Problem requirements: Turn the part of the material that runs from the line containing "Where can the door handle" through the final line into a numbered list, including both ends and leaving out any blank lines.

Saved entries
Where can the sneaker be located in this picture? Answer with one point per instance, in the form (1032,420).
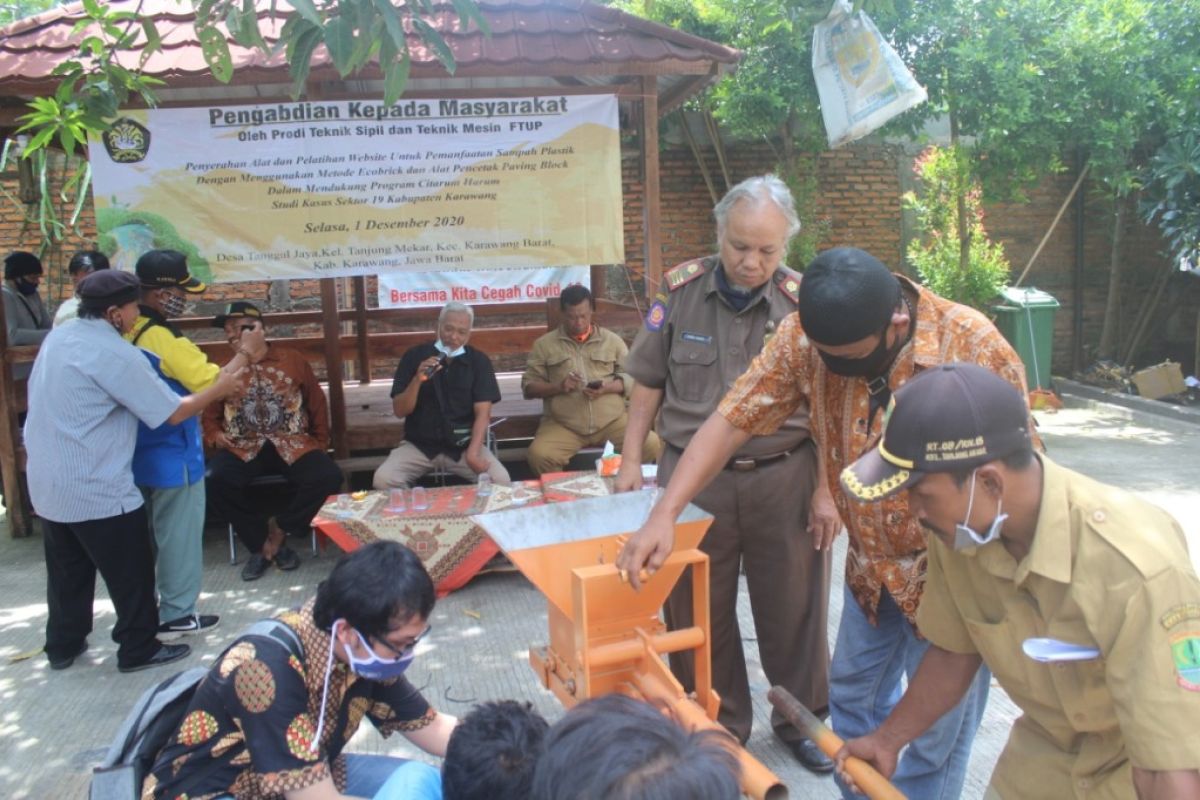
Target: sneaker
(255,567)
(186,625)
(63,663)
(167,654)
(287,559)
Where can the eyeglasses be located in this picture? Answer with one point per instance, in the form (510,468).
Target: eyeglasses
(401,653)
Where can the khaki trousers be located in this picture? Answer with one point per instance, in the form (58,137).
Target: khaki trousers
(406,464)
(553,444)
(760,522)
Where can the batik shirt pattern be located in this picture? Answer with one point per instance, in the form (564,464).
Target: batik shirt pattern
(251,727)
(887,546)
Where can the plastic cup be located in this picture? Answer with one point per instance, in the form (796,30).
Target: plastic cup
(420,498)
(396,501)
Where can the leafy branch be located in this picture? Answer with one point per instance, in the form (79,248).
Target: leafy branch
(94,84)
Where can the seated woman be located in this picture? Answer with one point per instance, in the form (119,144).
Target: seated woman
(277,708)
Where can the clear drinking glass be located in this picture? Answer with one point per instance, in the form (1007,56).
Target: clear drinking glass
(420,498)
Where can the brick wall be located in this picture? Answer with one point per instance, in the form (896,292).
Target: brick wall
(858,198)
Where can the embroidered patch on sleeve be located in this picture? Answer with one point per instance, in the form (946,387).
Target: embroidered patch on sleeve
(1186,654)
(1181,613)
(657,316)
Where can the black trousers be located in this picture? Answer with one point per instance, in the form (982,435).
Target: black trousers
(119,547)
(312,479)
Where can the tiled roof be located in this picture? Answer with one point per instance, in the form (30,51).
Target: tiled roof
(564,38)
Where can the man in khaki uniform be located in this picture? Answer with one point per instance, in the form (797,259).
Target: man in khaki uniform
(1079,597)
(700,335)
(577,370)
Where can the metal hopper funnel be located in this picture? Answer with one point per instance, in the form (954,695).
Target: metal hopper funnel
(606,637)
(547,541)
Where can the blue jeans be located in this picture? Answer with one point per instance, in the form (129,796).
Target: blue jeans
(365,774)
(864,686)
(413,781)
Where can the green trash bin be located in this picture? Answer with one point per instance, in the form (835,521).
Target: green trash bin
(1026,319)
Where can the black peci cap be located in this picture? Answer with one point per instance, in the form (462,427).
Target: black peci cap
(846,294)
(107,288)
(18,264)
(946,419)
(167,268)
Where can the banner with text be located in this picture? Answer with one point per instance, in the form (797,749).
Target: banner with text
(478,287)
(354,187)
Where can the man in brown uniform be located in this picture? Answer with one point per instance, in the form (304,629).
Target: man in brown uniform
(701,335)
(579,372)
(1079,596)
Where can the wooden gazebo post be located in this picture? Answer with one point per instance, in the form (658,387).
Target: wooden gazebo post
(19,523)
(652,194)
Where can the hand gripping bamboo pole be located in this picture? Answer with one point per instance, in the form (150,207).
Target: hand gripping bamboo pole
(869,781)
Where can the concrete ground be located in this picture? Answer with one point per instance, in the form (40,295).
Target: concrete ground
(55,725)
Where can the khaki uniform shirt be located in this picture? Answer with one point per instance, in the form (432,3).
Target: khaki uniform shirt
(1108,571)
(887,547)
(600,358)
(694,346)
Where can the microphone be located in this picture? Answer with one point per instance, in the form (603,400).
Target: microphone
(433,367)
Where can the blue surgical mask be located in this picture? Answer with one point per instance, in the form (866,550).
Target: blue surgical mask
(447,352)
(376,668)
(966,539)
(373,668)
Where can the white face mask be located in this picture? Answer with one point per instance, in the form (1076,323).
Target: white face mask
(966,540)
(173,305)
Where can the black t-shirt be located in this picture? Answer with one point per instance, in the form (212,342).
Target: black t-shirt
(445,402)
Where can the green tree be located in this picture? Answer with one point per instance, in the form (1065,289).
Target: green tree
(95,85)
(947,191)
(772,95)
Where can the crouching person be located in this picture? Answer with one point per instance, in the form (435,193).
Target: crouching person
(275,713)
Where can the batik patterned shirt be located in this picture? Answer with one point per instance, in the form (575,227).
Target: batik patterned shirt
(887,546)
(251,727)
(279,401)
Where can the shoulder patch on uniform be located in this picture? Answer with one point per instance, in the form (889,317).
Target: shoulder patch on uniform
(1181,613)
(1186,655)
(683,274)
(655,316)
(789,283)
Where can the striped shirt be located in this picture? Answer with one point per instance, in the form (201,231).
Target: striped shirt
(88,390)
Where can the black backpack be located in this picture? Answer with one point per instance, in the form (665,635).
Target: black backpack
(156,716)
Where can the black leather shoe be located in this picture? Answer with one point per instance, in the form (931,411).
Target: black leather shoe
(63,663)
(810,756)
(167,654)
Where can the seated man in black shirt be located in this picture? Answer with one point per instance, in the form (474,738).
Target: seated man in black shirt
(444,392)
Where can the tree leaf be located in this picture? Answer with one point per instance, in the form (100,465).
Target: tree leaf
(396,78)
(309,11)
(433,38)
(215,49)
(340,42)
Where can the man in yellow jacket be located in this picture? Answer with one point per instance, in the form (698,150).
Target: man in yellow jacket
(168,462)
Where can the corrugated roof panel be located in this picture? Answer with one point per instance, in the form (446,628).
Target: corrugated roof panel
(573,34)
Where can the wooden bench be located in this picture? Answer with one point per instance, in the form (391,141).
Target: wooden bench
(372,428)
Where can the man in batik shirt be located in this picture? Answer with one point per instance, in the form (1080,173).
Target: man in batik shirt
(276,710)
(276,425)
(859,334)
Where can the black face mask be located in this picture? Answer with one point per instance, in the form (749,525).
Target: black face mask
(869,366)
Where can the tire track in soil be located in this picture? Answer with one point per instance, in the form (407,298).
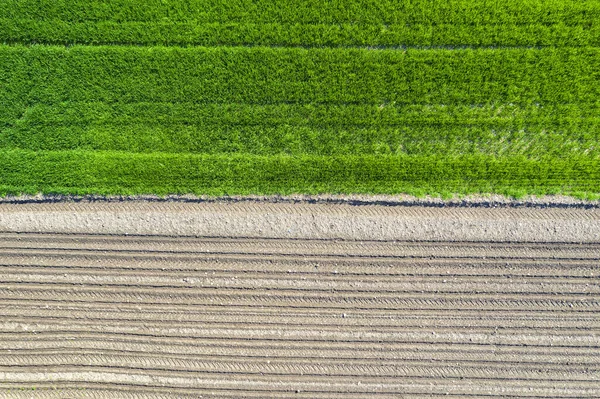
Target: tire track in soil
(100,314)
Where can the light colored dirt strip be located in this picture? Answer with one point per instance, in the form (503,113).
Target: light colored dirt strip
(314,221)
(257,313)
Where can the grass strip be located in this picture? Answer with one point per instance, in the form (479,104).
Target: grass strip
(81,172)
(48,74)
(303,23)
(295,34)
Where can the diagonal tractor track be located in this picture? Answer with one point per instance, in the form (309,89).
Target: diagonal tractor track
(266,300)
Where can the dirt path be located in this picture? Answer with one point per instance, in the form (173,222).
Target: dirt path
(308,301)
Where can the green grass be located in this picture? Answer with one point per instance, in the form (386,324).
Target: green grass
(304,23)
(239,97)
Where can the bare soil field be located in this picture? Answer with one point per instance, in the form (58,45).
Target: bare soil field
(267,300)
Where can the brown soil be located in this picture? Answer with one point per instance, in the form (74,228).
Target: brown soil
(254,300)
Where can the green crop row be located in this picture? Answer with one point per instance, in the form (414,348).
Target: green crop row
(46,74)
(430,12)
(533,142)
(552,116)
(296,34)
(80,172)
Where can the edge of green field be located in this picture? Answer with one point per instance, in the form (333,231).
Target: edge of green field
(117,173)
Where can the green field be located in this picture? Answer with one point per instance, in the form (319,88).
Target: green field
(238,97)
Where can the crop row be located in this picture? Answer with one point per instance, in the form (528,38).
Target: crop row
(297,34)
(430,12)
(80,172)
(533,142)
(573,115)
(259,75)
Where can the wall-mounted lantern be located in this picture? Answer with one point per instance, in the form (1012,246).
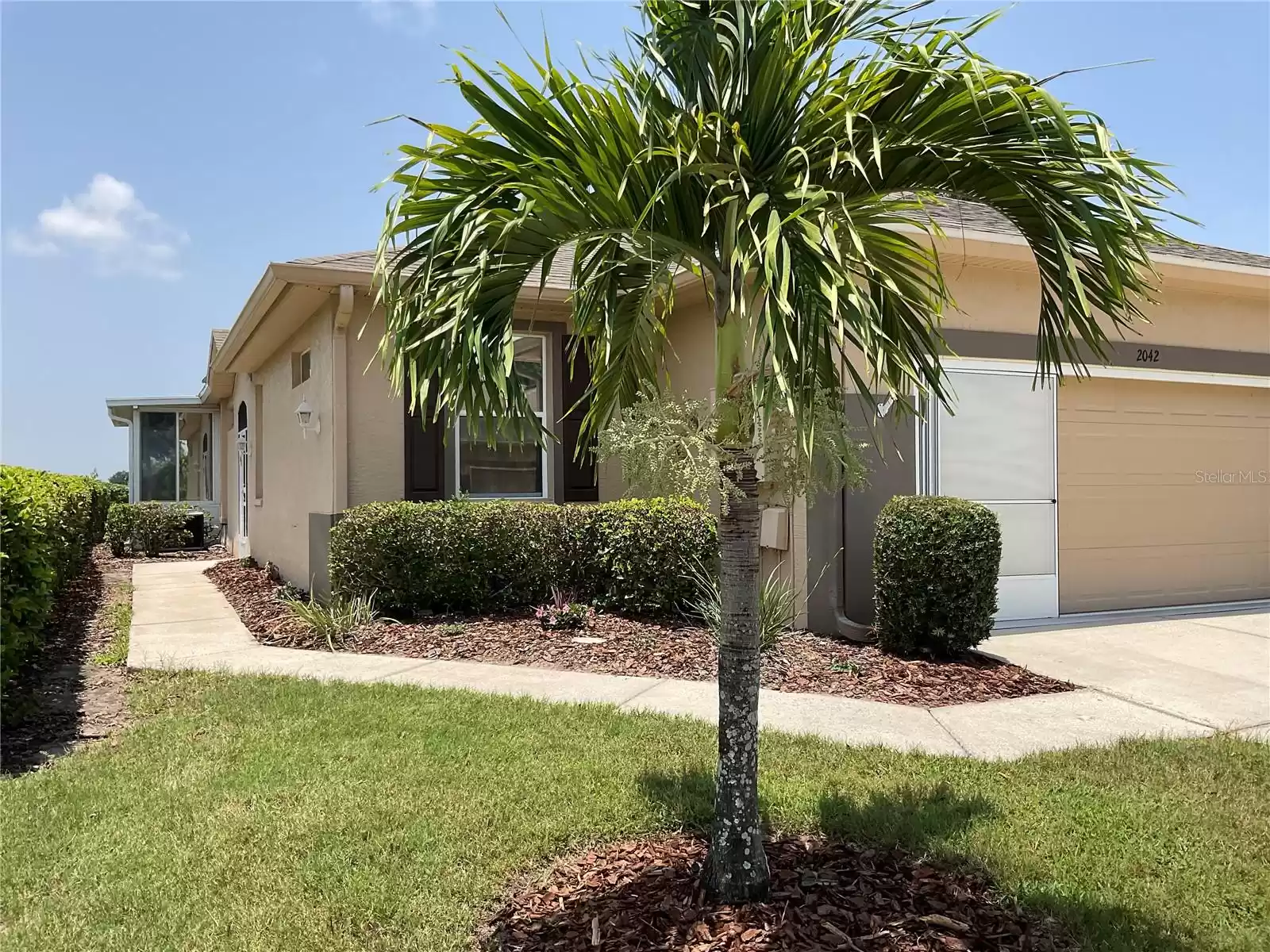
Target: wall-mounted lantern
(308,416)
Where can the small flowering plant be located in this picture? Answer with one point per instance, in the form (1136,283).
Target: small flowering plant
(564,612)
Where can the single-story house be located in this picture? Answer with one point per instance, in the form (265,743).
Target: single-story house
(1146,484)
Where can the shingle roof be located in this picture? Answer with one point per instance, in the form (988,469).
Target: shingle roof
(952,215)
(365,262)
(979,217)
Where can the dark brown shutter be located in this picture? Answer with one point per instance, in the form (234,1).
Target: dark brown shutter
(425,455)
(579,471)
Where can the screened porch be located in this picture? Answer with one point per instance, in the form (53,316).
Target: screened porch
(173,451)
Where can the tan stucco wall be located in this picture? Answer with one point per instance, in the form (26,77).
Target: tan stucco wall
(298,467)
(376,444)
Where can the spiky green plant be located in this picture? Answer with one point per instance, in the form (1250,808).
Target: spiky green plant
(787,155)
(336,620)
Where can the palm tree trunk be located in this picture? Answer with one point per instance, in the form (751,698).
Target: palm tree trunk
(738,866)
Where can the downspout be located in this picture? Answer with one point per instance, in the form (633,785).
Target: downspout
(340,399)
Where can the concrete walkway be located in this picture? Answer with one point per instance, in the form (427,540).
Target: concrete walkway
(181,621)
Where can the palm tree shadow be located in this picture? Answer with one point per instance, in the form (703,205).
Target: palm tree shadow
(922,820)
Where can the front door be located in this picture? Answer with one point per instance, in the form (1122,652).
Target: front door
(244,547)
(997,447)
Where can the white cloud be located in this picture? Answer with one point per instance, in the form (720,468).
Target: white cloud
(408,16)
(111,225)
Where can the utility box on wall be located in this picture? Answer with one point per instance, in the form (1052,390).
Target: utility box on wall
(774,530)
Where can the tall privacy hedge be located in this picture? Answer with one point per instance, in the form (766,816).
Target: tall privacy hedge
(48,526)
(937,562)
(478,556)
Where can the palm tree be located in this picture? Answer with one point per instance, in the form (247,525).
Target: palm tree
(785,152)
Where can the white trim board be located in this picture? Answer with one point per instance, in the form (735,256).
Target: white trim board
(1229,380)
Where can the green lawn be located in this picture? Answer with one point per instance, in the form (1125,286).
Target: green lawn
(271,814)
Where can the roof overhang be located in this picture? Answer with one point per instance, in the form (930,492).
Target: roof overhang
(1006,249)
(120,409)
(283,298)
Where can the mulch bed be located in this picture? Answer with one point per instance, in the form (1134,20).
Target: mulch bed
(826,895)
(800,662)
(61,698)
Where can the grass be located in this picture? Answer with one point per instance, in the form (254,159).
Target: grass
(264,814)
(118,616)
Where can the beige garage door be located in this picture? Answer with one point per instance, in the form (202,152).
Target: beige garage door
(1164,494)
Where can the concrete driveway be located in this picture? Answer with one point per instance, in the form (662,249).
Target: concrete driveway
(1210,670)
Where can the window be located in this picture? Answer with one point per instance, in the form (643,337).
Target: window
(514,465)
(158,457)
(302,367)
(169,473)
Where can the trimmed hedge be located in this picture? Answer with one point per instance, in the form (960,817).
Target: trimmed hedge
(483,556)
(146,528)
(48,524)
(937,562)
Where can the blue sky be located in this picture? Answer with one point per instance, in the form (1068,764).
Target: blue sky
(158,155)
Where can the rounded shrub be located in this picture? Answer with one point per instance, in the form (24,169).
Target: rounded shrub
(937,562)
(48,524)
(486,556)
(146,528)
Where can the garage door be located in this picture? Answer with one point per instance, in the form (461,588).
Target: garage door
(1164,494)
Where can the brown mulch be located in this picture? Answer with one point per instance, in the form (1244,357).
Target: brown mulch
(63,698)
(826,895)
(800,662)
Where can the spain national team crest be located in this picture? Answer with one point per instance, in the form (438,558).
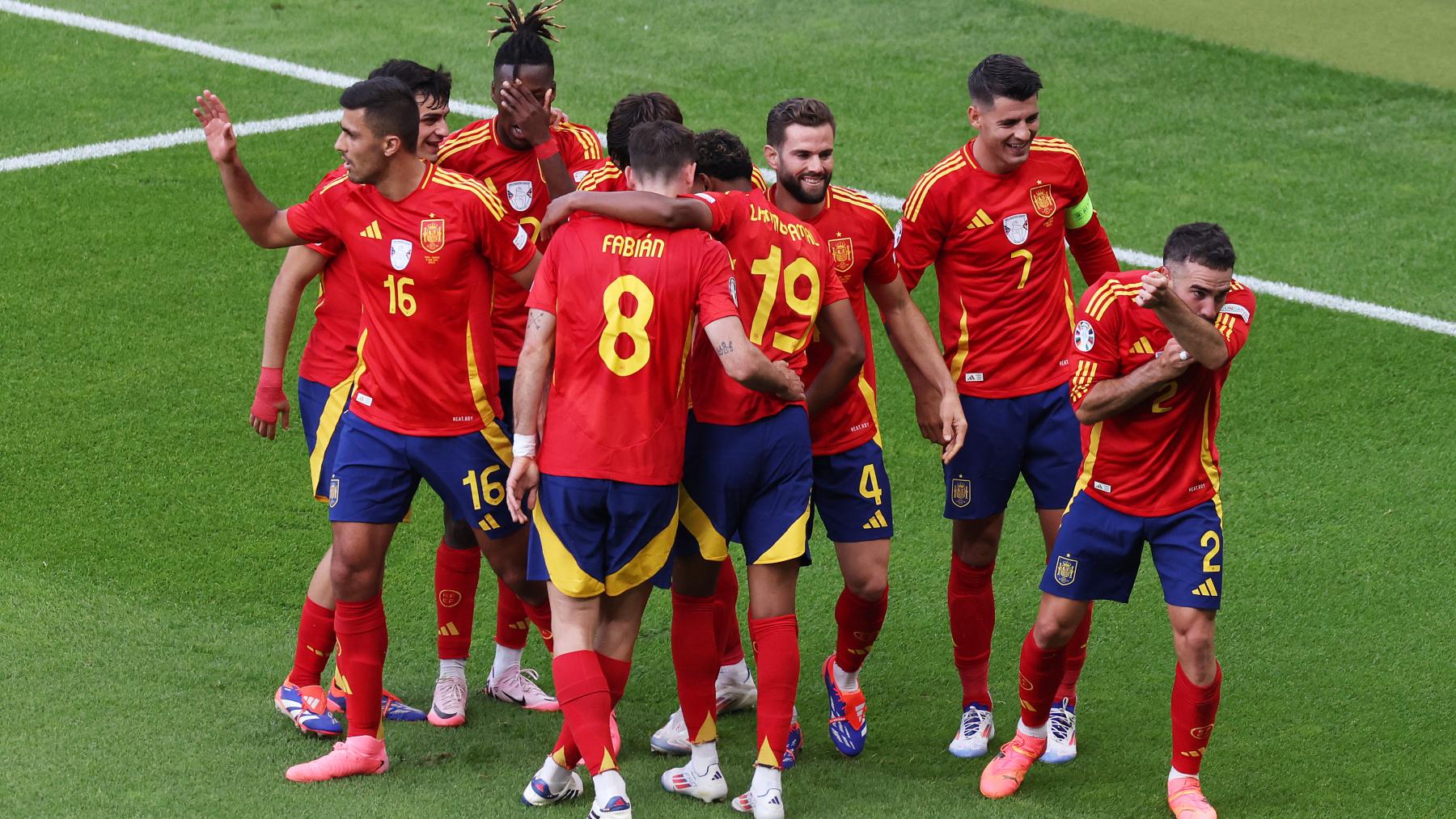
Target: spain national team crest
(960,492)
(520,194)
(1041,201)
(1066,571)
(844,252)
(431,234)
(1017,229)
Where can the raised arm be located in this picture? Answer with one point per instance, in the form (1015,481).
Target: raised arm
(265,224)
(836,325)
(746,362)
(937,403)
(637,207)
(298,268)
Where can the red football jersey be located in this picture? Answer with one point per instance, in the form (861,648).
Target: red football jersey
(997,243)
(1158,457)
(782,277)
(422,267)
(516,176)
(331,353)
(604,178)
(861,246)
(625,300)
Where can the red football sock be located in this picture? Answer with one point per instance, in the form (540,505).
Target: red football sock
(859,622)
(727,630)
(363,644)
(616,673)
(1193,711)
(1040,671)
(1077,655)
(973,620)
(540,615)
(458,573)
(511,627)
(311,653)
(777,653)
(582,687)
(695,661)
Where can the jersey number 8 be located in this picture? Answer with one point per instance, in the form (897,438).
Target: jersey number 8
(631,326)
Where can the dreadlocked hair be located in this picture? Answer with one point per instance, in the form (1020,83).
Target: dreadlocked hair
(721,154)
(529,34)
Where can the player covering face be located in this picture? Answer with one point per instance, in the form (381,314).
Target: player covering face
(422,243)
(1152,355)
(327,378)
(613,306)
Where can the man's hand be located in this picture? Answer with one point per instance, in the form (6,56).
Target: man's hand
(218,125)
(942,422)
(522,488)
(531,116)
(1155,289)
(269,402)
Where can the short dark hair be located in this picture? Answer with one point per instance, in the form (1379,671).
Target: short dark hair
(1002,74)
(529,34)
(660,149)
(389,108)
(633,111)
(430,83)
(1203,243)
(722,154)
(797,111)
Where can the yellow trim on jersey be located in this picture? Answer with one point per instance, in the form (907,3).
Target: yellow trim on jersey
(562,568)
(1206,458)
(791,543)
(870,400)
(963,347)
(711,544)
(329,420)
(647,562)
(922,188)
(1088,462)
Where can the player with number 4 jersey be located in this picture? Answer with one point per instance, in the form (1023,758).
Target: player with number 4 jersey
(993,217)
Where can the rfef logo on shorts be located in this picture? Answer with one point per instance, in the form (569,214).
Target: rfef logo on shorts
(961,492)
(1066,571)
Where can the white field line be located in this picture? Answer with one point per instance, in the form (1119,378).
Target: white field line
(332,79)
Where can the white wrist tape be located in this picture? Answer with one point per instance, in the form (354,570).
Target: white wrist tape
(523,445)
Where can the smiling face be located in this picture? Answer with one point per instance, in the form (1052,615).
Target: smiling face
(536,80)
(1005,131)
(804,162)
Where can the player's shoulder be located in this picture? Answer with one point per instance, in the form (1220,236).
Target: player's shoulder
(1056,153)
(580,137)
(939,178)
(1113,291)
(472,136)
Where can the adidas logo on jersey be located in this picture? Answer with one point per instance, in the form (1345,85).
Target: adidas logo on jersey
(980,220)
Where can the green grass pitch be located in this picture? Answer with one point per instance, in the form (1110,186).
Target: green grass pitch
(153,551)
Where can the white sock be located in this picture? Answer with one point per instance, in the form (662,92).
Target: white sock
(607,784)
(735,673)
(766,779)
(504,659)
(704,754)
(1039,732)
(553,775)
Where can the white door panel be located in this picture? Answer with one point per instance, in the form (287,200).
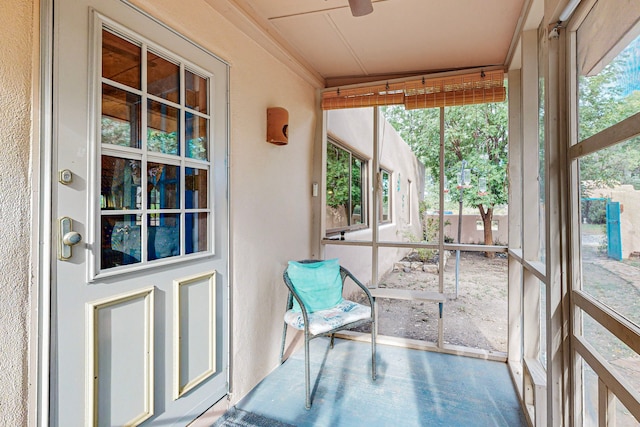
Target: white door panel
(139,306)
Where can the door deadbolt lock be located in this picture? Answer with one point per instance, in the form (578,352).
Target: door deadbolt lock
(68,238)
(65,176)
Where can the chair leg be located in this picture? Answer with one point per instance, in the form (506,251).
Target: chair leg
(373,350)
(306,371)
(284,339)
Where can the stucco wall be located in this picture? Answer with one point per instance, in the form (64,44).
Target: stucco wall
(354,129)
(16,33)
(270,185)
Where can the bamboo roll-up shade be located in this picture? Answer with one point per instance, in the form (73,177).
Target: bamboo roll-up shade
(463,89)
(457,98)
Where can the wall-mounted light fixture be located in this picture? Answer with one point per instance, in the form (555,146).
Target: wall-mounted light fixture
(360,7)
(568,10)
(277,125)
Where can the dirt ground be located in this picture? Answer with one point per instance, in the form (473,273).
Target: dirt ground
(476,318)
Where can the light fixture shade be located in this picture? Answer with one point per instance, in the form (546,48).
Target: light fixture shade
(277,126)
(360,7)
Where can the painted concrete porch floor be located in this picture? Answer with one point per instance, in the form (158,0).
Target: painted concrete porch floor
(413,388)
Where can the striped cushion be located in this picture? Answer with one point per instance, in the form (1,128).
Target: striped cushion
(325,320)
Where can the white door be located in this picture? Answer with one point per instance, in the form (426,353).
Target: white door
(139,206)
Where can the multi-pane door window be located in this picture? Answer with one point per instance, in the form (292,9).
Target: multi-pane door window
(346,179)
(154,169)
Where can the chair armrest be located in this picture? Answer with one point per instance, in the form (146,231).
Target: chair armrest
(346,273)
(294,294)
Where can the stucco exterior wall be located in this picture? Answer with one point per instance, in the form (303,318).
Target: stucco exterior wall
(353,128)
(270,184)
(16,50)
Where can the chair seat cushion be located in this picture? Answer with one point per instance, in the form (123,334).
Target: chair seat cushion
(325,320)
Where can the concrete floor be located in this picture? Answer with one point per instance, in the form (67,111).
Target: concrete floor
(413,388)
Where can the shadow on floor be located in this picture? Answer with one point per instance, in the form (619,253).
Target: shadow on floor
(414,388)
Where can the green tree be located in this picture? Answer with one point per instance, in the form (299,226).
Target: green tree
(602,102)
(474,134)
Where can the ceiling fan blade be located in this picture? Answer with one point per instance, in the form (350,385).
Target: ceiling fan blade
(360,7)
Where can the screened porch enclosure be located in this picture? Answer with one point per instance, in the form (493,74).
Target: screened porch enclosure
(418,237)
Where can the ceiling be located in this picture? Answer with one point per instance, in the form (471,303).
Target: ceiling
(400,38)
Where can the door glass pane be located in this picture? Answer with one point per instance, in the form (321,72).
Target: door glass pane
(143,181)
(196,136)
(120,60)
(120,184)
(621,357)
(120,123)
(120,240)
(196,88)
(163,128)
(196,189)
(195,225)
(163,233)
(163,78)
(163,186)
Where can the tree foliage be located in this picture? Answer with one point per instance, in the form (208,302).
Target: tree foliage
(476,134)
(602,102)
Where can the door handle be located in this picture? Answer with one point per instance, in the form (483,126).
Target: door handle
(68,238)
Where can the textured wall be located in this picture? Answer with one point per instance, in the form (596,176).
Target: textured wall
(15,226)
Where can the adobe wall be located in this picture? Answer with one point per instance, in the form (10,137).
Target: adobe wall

Result for this task:
1. Where can the door handle be located in this picture? Answer with one point per instance, in the form (483,126).
2. Target: door handle
3. (68,238)
4. Where can the textured wall be located in this picture? Answer with one point per instance, in the form (596,176).
5. Target: textured wall
6. (15,226)
7. Where can the adobe wall be located in this picture? Answer with one point per instance, in the form (10,137).
8. Target: adobe wall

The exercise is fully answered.